═══ Supplied material

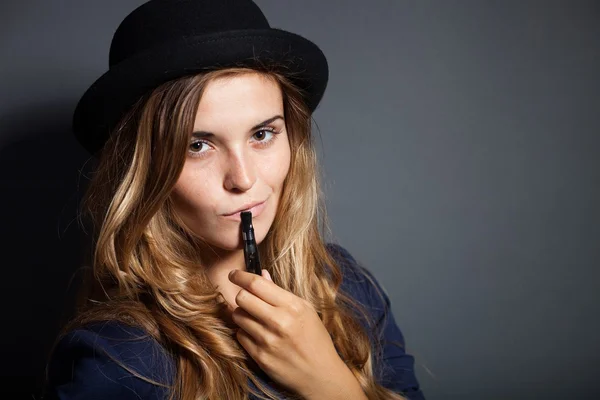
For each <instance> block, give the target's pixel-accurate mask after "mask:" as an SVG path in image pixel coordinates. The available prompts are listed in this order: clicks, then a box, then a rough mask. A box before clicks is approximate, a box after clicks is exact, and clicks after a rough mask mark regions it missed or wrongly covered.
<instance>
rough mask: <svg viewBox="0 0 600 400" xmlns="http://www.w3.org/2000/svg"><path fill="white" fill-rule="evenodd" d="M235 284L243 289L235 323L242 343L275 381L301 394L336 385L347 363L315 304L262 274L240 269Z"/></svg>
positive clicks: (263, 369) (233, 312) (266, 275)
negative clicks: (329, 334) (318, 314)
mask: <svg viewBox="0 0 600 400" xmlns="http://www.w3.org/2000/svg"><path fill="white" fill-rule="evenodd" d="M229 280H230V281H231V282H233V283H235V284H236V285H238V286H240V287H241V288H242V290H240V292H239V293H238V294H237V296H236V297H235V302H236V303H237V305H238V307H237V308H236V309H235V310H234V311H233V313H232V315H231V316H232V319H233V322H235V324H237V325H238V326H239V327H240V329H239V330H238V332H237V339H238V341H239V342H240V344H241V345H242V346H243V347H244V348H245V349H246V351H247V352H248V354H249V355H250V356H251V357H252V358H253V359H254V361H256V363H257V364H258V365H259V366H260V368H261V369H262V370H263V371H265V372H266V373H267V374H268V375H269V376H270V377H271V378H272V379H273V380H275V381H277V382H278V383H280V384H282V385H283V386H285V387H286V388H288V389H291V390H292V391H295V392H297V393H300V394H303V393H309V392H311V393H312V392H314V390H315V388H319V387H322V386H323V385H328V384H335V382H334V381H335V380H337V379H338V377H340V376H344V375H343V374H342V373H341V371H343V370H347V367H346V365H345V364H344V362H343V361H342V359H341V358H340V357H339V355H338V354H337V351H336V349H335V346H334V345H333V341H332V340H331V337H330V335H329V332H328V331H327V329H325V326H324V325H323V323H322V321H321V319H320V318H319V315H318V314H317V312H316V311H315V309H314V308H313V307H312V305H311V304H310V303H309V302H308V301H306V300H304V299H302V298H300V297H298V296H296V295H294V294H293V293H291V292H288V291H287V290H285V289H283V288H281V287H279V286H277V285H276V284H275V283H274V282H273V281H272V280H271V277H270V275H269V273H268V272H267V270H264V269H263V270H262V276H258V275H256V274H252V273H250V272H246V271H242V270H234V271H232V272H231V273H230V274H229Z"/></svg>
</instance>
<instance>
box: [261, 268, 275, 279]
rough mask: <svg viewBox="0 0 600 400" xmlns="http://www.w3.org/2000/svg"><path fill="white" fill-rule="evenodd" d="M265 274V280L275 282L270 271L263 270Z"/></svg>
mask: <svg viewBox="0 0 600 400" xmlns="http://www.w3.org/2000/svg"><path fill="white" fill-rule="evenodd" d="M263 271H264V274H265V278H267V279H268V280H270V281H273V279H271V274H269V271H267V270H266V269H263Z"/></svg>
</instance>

══════

Transcribe exactly and only the lines from the top of the records through the line containing "positive clicks: (263, 369)", inclusive, and do not copy the pictures.

For each <instance> block, give the target's pixel-accurate mask after "mask:" as an SVG path in image pixel coordinates. The available prompts are listed in this order: clicks, then a box, then a rough mask. A box before clicks is approximate, a box after clicks is exact, and clicks after a rough mask mark regions it missed or wrongly covered.
<instance>
rough mask: <svg viewBox="0 0 600 400" xmlns="http://www.w3.org/2000/svg"><path fill="white" fill-rule="evenodd" d="M235 284L243 289L235 323L242 343L275 381L301 394L336 385L347 363L315 304L262 274L240 269Z"/></svg>
positive clicks: (263, 369) (233, 312) (266, 275)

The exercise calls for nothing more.